Show each line of the data below that contains the string "woman", treating uppercase and lowercase letters as different.

Data from a collection of records
——

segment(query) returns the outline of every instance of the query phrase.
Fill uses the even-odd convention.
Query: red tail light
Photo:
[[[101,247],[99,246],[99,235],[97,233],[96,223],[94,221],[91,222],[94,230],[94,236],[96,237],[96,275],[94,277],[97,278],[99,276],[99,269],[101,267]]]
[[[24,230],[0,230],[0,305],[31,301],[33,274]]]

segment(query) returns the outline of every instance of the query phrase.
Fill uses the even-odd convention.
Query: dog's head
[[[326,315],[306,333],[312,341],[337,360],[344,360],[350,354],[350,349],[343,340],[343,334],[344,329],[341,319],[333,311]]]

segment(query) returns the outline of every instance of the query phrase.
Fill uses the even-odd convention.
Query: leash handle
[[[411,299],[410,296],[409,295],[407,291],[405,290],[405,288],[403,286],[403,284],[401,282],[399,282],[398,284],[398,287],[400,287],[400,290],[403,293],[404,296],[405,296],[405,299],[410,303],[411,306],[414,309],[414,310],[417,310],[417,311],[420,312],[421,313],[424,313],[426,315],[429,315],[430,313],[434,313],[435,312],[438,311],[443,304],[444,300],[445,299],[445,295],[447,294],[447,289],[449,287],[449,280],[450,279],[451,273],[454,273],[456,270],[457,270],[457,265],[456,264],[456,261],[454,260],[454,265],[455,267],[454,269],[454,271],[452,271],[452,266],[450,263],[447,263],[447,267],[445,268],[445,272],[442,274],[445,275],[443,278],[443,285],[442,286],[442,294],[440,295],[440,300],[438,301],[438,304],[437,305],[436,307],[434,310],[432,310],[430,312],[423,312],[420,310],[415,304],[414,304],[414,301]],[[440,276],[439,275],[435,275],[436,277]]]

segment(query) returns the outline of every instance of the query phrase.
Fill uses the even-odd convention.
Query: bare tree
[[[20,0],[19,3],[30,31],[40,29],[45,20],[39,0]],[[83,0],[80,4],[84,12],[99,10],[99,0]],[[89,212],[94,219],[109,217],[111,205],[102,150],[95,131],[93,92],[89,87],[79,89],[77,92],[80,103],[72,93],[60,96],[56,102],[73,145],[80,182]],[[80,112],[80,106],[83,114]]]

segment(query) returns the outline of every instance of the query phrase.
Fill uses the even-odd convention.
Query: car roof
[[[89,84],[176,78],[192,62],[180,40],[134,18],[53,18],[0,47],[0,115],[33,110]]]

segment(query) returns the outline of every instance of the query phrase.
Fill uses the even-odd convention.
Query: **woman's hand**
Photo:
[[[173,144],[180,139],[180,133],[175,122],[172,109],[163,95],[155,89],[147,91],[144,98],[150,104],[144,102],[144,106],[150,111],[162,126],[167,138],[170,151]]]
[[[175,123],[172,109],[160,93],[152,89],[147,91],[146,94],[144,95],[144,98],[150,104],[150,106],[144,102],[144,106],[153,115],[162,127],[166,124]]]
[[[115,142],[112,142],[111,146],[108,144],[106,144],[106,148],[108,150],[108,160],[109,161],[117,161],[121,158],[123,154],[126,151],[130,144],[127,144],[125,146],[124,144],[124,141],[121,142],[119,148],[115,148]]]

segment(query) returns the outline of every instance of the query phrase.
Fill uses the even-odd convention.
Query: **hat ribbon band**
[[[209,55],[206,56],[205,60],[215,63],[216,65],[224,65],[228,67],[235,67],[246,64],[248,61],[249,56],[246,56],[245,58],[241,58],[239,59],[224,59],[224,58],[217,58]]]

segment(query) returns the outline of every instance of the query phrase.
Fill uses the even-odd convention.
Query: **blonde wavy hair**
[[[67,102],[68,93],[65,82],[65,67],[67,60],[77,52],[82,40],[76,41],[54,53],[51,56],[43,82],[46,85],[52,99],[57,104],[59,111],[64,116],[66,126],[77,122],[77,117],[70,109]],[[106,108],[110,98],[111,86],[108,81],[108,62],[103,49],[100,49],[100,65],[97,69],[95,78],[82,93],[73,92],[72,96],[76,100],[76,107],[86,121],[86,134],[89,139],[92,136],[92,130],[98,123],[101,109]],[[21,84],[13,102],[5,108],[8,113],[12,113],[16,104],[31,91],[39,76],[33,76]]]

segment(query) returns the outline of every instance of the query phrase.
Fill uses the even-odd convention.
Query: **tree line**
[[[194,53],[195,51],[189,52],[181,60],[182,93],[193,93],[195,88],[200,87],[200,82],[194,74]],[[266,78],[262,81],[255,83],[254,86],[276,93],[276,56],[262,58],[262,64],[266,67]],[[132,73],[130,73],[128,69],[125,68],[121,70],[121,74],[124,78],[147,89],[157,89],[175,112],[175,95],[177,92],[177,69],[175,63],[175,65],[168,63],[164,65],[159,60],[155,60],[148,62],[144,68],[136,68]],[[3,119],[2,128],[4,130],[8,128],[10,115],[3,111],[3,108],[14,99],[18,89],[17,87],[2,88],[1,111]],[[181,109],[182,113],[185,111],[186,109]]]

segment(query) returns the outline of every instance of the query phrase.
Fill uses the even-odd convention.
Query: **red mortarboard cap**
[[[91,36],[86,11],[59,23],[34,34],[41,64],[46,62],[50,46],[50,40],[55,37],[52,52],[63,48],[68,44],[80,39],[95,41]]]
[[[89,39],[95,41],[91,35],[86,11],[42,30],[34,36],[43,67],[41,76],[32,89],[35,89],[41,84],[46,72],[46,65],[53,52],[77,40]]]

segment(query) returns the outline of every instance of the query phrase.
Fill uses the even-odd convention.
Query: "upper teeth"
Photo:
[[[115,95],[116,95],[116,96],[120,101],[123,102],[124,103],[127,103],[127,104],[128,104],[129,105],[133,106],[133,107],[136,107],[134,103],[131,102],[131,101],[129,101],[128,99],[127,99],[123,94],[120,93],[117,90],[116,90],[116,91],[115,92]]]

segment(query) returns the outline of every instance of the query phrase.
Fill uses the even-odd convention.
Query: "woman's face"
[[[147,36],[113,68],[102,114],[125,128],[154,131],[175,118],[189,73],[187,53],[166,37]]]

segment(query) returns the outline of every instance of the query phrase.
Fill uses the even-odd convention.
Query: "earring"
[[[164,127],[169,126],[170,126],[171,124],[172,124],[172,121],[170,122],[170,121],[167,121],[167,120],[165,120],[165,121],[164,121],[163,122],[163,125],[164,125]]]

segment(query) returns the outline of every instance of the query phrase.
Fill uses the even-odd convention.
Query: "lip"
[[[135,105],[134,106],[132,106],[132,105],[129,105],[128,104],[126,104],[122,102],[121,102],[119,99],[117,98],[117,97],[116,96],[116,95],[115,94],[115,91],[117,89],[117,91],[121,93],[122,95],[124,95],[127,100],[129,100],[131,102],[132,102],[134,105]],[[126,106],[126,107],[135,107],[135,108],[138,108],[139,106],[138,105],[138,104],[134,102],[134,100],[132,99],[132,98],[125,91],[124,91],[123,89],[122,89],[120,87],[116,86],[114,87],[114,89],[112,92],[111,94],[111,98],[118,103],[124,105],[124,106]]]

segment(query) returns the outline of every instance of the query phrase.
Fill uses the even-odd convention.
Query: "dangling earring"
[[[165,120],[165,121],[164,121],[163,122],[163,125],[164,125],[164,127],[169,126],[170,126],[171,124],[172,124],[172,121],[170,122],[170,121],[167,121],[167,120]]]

——

* Exercise result
Query: **woman's hand**
Query: "woman's face"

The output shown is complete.